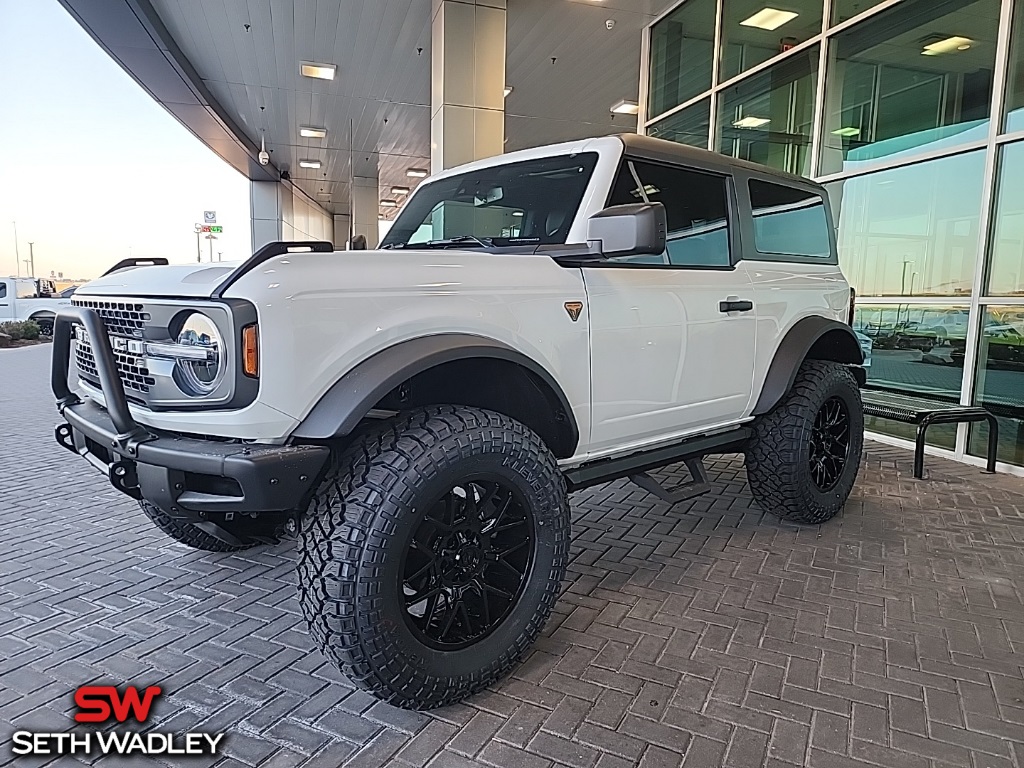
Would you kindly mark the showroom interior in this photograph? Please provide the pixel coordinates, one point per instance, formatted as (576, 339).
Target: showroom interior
(916, 134)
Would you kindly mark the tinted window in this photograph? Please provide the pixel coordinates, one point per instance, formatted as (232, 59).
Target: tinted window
(695, 204)
(788, 221)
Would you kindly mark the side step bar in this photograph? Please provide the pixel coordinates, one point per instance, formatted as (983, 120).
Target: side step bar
(697, 485)
(638, 464)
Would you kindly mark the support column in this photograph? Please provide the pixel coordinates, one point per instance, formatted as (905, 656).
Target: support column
(265, 200)
(467, 81)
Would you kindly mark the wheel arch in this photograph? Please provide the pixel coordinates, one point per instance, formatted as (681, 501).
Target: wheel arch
(811, 338)
(460, 369)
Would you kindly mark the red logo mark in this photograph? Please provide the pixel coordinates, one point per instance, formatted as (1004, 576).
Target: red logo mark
(97, 704)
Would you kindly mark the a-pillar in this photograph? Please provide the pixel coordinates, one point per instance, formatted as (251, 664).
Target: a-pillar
(366, 209)
(467, 81)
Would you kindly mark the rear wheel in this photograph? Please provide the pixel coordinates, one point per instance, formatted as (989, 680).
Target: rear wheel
(193, 536)
(433, 552)
(805, 454)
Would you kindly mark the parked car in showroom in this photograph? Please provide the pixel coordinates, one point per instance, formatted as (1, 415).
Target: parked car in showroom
(531, 325)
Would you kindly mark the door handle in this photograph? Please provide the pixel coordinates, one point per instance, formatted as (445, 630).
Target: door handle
(734, 305)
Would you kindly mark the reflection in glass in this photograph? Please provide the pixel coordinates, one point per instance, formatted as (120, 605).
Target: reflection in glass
(754, 31)
(767, 117)
(1006, 275)
(681, 52)
(999, 384)
(690, 126)
(920, 73)
(915, 349)
(1015, 75)
(911, 230)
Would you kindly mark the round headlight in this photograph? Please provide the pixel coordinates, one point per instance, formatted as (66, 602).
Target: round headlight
(200, 366)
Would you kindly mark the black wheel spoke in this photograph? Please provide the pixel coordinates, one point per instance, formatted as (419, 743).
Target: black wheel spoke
(467, 562)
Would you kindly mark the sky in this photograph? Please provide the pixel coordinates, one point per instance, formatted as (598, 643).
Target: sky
(93, 169)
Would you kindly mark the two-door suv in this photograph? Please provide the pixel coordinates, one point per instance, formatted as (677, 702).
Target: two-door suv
(532, 324)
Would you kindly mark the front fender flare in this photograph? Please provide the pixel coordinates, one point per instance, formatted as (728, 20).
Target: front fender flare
(351, 397)
(796, 346)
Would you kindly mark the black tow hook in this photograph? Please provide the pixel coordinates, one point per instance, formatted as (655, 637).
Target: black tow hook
(125, 478)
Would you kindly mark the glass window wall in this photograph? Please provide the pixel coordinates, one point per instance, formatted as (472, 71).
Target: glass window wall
(911, 230)
(768, 117)
(690, 126)
(754, 31)
(999, 386)
(916, 76)
(1006, 275)
(681, 53)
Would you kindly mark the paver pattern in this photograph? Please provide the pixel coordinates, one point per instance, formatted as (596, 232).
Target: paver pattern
(705, 635)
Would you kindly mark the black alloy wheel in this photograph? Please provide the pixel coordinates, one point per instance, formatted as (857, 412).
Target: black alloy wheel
(829, 443)
(467, 563)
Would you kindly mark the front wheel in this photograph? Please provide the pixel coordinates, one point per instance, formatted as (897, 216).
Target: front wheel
(432, 553)
(805, 454)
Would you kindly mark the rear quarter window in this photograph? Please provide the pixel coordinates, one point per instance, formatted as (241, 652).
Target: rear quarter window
(788, 221)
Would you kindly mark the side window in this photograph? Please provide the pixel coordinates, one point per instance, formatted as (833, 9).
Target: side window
(788, 221)
(696, 206)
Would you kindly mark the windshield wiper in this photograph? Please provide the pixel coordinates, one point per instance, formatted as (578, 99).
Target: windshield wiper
(460, 240)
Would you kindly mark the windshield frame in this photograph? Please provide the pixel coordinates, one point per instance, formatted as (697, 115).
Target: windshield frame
(448, 187)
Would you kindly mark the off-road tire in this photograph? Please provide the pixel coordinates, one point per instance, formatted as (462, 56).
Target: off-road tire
(190, 536)
(368, 509)
(778, 457)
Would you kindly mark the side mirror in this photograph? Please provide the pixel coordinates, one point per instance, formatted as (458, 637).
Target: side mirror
(634, 229)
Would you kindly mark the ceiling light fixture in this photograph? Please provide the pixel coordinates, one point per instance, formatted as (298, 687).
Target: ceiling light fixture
(307, 131)
(321, 72)
(625, 107)
(769, 18)
(948, 45)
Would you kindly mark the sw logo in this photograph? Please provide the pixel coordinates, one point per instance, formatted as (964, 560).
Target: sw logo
(102, 704)
(97, 704)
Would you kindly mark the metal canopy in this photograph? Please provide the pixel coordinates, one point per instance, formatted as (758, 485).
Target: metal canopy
(229, 71)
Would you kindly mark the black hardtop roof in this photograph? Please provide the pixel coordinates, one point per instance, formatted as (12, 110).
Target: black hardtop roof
(672, 152)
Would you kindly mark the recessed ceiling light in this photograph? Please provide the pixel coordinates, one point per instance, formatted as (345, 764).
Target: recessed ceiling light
(769, 18)
(949, 45)
(313, 70)
(307, 131)
(625, 107)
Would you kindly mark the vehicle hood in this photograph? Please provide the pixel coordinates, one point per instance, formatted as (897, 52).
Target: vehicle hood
(182, 281)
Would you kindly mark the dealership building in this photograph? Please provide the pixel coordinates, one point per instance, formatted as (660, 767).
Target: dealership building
(911, 114)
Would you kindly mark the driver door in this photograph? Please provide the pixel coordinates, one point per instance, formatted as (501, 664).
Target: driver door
(672, 336)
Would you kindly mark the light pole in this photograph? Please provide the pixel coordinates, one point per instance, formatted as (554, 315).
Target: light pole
(17, 256)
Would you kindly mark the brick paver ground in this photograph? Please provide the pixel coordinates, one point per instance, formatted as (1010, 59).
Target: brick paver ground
(704, 635)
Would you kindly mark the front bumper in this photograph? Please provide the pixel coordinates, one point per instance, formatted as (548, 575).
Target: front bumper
(188, 477)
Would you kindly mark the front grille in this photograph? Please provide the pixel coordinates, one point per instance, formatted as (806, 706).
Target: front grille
(125, 320)
(122, 318)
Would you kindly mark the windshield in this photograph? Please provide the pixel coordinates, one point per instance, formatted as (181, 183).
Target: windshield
(529, 202)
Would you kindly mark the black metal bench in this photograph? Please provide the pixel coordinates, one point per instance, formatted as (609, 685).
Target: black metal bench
(925, 412)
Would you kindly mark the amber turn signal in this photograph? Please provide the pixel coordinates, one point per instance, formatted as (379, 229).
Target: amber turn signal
(250, 349)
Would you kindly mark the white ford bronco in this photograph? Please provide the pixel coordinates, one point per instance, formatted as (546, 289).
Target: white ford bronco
(531, 325)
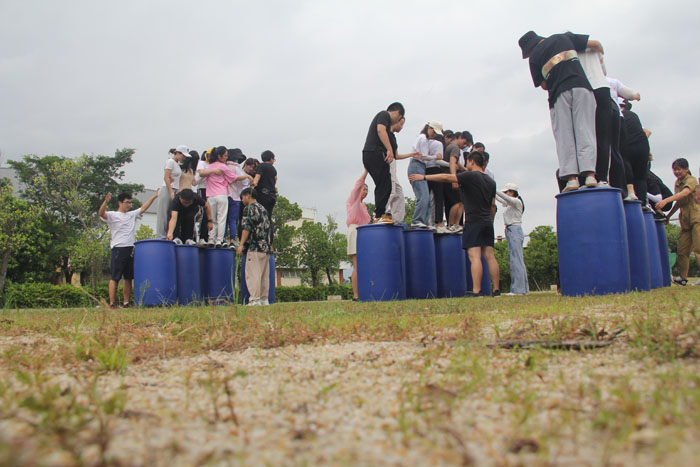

------

* WHAT YOU WILL DO
Look in the material above for the line with "Would you kindly mark the sw" and the line with "Would you kindly mark the front grille", and transcribe exactly those lines and all lines between them, nothing more.

* RESPONSE FOR THIS EXERCISE
Would you kindly mark the sw logo in this photograph? Please provide the pixel coordinates, one point per instance, formatted as (964, 560).
Target: sw logo
(102, 704)
(97, 704)
Would you kindly mark the metal canopy in this photograph? Please provide the pixel coordinates, one point per instance, formatted as (758, 485).
Target: metal canopy
(229, 71)
Would you kindly mark the black hardtop roof in this photograph? Please provide the pixel coordinates, one point per instance, formatted as (12, 110).
Target: black hardtop roof
(672, 152)
Would you kindly mark the recessed ceiling light in this photograph? Please provide the pixel coordinates, one point per instance, formatted as (345, 764).
Target: recessed ceiling light
(769, 18)
(949, 45)
(313, 70)
(307, 131)
(625, 107)
Would you kindly mark the vehicle hood in this photograph? Please provide the pixel coordinates, one point per instance, formatted as (897, 52).
Target: vehicle hood
(182, 281)
Would you kindly mark the dealership building in this photograph? Please provide the pixel coordinates, one point per instance, formatted as (660, 767).
Target: dealership building
(911, 114)
Would you kindly mark the driver door in this photograph? Please provide the pixel coordinates, one point per instance, formatted as (501, 664).
Target: driver door
(672, 336)
Would you kindly mark the light pole in this photograph? Please provide the pixel coordinates, one point per instance, formatted as (554, 315).
Target: light pole
(17, 256)
Would you kindly mark the brick paver ground in this photograph? Please provide the pixel coordinates, one point per instance, formatted as (1010, 59).
Target: brick paver ground
(704, 635)
Would you kindly mark the front bumper in this photograph? Please provide the pixel coordinates, one point per instance, formatted as (548, 575).
Target: front bumper
(188, 477)
Would you kindly mark the front grille in this photograph? Please provide the pixel coordinates, one point per instance, formatted as (806, 706).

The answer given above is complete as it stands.